**TASKS:**
[1] Print the stretch of the Value Rules passage from "While Meta originally" through "when used properly.", keeping every word and punctuation mark intact.
[2] Scale the records below by writing out all their lines again, requests included. Multiply every point coordinate in the answers by 1.9 and round to whole numbers, with halves rounding up. Leave the numbers in the requests and their format samples as they are.

**SOURCE PASSAGE:**

________________________

Meta recently started rolling out Value Rules, a new way to adjust delivery towards your ideal audience. I published a short video and overview, but this is a topic that requires a more detailed explanation.
While Meta originally announced the pending arrival of Value Rules last August, it’s admittedly surprising that this feature is a reality. Everything is trending towards automation while Value Rules give advertisers back some control.
I argue that this is a positive addition during a transitional moment when Meta’s AI-powered delivery is improving but retains major flaws. This additional control, though it will certainly result in misuse that can hurt results, has the potential to solve some issues when used properly.
In this post, we’ll explore the following:
- What Are Value Rules?
- Requirements
- Value Rules Basics
- Create a Value Rule
- About Multiple Rules
- How to Apply
- Reporting
- How to Evaluate When to Use Value Rules
- Examples
- Considerations and Concerns
Let’s dive in…
What Are Value Rules?
Let’s consider the following scenario…
You are running ads for website leads. Meta will bid for you to maximize the number of website leads you get. However, you know that women between the ages of 35 and 44 represent the highest value leads. These are the people most likely to buy from you and maintain a high lifetime value.
Value Rules give the ability to influence Meta’s bids based on the demographics of your audience. You can bid more than usual based on age group, gender, location, or mobile operating system (iOS or Android).
You can also create Value Rules to bid less than you would normally. For example, if you find that Meta is spending equally on men and you get more low-quality leads from this group, you can decrease your bid by gender.
With the knowledge of different customer value by demographic, you might normally segment your audience and define different budgets by ad set. You could set a higher budget for women than men, for example. One of the benefits of using Value Rules is that it allows you to consolidate your ad sets.
The end result of increasing your bid for certain demographics may be that you will spend more per conversion when using Value Rules. However, the expectation is that you will get higher value conversions this way.

________________________

**RECORDS SHOWN:**
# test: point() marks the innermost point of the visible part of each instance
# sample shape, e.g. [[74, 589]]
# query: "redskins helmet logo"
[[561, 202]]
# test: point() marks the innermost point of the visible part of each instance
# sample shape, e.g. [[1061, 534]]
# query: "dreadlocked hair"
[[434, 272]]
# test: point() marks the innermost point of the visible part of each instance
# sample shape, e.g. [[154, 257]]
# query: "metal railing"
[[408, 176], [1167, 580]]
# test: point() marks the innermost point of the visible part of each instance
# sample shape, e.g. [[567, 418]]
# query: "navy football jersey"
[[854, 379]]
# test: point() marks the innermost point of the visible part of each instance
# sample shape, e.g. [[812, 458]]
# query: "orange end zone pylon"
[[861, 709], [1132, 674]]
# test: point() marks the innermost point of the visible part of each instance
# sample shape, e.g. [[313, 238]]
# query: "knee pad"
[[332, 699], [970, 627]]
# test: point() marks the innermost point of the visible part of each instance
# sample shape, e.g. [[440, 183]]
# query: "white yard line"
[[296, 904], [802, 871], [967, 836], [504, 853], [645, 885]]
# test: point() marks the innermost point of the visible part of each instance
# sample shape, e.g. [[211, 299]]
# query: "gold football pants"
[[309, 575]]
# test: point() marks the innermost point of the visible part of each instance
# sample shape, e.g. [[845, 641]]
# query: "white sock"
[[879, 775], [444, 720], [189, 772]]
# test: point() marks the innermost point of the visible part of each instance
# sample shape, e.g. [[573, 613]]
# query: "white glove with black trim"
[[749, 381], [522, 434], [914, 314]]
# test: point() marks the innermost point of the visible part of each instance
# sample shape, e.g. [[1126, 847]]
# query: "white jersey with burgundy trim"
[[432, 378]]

________________________

**TASK-BY-TASK OUTPUTS:**
[1]
While Meta originally announced the pending arrival of Value Rules last August, it’s admittedly surprising that this feature is a reality. Everything is trending towards automation while Value Rules give advertisers back some control.
I argue that this is a positive addition during a transitional moment when Meta’s AI-powered delivery is improving but retains major flaws. This additional control, though it will certainly result in misuse that can hurt results, has the potential to solve some issues when used properly.

[2]
# test: point() marks the innermost point of the visible part of each instance
# sample shape, e.g. [[74, 589]]
# query: "redskins helmet logo"
[[1066, 384]]
# test: point() marks the innermost point of the visible part of each instance
# sample shape, e.g. [[1061, 534]]
# query: "dreadlocked hair"
[[825, 517]]
# test: point() marks the innermost point of the visible part of each instance
# sample shape, e.g. [[154, 257]]
# query: "metal railing"
[[775, 334], [2217, 1102]]
# test: point() marks the innermost point of the visible part of each instance
# sample shape, e.g. [[567, 418]]
# query: "navy football jersey"
[[1623, 720]]
# test: point() marks the innermost point of the visible part of each instance
# sample shape, e.g. [[812, 458]]
# query: "orange end zone pylon"
[[1636, 1347], [2151, 1281]]
# test: point() marks the innermost point of the visible part of each instance
# sample shape, e.g. [[313, 238]]
# query: "knee pad"
[[631, 1328], [1843, 1191]]
# test: point() marks the innermost point of the visible part of each instance
# sample shape, e.g. [[440, 183]]
# query: "white yard line"
[[562, 1718], [1524, 1655], [1837, 1588], [958, 1621], [1226, 1682]]
# test: point() marks the innermost point of the visible part of each instance
# sample shape, e.g. [[211, 299]]
# query: "gold football pants"
[[587, 1093]]
# test: point() marks the innermost point of the visible part of each instance
# sample shape, e.g. [[845, 641]]
# query: "white sock"
[[1670, 1473], [844, 1368], [359, 1467]]
# test: point() marks the innermost point of the visible part of each instance
# sample shape, e.g. [[573, 613]]
# query: "white glove with black trim"
[[1423, 724], [992, 825], [1737, 597]]
# test: point() marks the innermost point of the visible part of each instance
# sample shape, e.g. [[1126, 847]]
# query: "white jersey with burgundy trim"
[[821, 718]]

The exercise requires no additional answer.